What is asked => List every line in the items below that contains the string "outline". Matching is case-sensitive.

Dataset excerpt =>
>>>>>
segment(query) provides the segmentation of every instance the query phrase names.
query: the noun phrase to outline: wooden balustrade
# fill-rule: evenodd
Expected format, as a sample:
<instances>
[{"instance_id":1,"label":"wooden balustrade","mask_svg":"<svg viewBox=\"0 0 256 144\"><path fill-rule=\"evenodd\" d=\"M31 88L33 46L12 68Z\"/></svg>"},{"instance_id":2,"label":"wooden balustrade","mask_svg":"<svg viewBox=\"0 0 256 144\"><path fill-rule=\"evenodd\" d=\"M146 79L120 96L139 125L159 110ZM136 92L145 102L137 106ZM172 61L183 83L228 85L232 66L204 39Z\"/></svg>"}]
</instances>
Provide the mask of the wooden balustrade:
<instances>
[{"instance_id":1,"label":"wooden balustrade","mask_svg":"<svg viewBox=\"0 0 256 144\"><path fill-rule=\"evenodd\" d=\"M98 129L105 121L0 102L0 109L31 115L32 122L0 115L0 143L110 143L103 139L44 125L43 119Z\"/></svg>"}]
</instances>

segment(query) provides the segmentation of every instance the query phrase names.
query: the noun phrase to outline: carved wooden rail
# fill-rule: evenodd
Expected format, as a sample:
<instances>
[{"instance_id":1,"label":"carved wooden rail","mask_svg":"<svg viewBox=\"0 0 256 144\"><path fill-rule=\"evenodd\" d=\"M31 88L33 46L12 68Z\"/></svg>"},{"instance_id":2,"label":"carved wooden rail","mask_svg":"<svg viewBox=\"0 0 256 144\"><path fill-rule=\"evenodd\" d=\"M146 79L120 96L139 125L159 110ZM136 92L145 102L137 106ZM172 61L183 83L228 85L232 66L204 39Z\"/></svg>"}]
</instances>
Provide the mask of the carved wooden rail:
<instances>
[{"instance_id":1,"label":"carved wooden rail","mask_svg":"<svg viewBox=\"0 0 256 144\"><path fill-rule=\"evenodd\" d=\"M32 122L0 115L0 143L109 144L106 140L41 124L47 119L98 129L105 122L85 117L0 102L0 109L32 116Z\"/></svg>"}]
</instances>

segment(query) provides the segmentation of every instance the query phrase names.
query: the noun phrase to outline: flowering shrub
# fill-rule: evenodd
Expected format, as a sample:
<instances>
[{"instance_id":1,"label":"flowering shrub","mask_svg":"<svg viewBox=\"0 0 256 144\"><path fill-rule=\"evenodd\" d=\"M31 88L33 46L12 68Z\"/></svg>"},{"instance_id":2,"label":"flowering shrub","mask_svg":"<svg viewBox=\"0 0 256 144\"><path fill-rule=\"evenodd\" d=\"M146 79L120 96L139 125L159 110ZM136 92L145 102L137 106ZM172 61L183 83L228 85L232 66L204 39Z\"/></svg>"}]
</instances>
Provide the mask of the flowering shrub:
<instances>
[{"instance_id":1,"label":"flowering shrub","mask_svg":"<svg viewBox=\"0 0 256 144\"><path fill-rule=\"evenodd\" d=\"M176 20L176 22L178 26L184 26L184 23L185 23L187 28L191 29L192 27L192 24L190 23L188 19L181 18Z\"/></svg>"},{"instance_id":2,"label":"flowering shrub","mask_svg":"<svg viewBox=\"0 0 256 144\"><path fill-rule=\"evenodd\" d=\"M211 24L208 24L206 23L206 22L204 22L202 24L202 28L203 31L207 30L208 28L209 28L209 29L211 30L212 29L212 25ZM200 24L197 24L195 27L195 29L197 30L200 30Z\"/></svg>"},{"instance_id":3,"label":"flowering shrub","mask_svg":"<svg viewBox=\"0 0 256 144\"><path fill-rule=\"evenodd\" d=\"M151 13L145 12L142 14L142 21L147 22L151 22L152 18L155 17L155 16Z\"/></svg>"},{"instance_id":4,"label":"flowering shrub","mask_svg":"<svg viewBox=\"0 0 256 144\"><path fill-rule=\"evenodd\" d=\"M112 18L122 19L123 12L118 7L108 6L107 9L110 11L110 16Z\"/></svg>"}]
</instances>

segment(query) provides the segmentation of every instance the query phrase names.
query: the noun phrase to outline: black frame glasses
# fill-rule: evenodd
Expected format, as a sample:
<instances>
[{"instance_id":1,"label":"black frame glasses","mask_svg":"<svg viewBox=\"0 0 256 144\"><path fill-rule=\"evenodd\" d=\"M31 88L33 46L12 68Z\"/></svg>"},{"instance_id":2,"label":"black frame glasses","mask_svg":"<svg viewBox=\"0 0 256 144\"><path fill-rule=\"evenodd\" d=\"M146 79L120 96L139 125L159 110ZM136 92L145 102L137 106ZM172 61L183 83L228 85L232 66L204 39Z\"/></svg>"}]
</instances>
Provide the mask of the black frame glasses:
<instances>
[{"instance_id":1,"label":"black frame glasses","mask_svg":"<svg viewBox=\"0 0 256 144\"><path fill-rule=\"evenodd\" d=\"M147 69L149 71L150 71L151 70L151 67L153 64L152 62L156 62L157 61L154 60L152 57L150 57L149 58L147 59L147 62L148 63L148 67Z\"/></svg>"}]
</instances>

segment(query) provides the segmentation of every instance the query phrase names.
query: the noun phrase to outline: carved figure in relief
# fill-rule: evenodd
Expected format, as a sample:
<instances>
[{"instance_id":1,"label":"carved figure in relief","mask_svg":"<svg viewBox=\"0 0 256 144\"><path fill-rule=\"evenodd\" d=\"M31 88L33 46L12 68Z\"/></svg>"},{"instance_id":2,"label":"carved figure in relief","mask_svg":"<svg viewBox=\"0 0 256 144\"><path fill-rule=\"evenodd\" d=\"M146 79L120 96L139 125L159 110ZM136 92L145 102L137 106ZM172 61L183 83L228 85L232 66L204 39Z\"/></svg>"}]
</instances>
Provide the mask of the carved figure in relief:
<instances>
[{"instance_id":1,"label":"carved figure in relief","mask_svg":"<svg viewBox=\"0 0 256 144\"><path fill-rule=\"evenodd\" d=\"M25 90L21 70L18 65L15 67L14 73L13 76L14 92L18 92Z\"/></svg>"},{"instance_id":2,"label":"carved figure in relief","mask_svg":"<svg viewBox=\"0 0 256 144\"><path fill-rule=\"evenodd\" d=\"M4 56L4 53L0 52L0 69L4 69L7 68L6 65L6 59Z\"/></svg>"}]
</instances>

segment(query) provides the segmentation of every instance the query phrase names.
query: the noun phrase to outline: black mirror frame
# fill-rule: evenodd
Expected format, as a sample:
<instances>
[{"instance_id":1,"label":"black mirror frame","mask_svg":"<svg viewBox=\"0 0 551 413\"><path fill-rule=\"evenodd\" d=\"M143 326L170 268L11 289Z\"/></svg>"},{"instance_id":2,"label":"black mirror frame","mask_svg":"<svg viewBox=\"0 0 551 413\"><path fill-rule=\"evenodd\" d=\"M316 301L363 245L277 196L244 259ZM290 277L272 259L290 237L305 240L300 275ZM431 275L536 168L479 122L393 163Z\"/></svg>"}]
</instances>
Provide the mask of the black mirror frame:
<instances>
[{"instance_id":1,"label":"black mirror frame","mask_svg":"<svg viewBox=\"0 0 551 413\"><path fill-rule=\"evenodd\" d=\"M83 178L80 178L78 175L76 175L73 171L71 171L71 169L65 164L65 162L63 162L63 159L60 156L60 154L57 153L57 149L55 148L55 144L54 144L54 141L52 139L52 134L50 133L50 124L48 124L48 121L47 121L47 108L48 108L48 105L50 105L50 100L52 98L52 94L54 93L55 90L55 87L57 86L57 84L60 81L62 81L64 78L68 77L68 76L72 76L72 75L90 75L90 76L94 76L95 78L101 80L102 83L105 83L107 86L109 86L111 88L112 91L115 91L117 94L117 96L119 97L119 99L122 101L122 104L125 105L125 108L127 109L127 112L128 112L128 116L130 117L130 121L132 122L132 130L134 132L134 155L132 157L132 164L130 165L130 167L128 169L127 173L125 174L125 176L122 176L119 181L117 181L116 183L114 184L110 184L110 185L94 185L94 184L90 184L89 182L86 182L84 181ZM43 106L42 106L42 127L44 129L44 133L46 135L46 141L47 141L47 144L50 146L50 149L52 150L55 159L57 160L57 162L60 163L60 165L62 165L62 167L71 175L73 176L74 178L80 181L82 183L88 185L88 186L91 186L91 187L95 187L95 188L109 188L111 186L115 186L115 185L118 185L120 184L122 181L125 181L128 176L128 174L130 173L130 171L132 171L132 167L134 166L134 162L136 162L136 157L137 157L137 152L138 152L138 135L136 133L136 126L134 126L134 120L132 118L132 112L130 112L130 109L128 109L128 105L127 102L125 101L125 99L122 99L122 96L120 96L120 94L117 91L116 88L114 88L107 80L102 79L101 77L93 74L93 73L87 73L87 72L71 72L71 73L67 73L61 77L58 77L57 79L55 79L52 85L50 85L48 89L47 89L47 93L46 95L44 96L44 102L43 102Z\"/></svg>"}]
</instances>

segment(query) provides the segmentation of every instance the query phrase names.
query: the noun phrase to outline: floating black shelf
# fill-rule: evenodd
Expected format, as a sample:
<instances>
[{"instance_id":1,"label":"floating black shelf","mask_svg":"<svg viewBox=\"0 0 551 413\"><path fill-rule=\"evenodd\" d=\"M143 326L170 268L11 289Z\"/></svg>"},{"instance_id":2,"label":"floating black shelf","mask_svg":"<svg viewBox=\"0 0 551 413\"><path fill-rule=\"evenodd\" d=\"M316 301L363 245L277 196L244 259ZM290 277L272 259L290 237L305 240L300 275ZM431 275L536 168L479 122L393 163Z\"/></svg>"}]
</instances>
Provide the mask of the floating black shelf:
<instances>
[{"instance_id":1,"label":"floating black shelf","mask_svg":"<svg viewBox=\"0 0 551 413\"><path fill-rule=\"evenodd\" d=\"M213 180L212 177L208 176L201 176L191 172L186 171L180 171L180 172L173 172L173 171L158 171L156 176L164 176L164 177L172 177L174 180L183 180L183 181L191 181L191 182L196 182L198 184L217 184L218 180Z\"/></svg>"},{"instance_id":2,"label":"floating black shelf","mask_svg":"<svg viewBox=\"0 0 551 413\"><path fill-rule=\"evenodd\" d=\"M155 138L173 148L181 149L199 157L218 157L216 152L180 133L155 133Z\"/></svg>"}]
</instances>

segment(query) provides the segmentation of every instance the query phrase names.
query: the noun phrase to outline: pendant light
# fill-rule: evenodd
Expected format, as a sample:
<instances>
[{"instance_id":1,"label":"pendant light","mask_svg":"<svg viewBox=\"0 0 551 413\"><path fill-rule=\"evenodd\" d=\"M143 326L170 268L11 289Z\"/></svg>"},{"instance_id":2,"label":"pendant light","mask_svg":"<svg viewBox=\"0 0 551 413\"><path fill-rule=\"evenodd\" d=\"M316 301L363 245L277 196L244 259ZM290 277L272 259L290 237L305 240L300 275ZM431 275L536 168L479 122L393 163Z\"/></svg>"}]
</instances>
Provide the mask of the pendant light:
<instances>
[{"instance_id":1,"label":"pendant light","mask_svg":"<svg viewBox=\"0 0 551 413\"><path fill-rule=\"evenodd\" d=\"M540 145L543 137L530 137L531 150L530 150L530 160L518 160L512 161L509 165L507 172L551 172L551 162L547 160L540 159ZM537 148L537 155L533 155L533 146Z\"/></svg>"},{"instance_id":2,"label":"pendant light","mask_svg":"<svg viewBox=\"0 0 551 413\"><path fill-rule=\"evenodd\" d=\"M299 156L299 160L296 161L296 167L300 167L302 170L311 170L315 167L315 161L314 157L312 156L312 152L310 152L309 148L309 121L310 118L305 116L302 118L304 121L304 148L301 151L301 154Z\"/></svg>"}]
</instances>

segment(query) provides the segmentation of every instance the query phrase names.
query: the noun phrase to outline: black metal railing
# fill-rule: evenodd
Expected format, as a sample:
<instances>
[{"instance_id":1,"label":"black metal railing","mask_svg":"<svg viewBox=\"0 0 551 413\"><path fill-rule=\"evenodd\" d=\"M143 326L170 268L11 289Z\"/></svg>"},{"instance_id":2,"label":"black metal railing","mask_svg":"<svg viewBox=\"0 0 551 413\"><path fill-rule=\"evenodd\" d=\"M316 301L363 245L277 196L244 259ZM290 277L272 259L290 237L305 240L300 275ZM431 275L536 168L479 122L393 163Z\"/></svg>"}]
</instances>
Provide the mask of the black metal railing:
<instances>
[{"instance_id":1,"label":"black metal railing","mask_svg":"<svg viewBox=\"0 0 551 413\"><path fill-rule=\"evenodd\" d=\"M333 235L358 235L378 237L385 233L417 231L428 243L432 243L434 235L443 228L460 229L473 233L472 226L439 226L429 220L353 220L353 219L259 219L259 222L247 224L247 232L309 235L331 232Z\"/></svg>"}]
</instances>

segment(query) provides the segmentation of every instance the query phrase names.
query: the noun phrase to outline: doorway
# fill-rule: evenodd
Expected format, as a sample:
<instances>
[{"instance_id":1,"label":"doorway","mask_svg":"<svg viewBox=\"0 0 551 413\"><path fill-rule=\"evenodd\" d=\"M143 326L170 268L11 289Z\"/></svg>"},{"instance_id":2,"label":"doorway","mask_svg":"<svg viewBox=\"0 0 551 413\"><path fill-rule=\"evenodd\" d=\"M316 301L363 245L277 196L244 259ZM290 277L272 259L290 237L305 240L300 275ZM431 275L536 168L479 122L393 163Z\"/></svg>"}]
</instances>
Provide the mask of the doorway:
<<<<<
Task solution =>
query: the noun phrase to outline: wooden balustrade
query: the noun phrase to outline: carved wooden rail
query: the noun phrase to outline: flowering shrub
query: the noun phrase to outline: black frame glasses
query: the noun phrase to outline: carved figure in relief
query: the noun phrase to outline: black mirror frame
query: the noun phrase to outline: floating black shelf
query: the noun phrase to outline: pendant light
query: the noun phrase to outline: black metal railing
query: the noun phrase to outline: doorway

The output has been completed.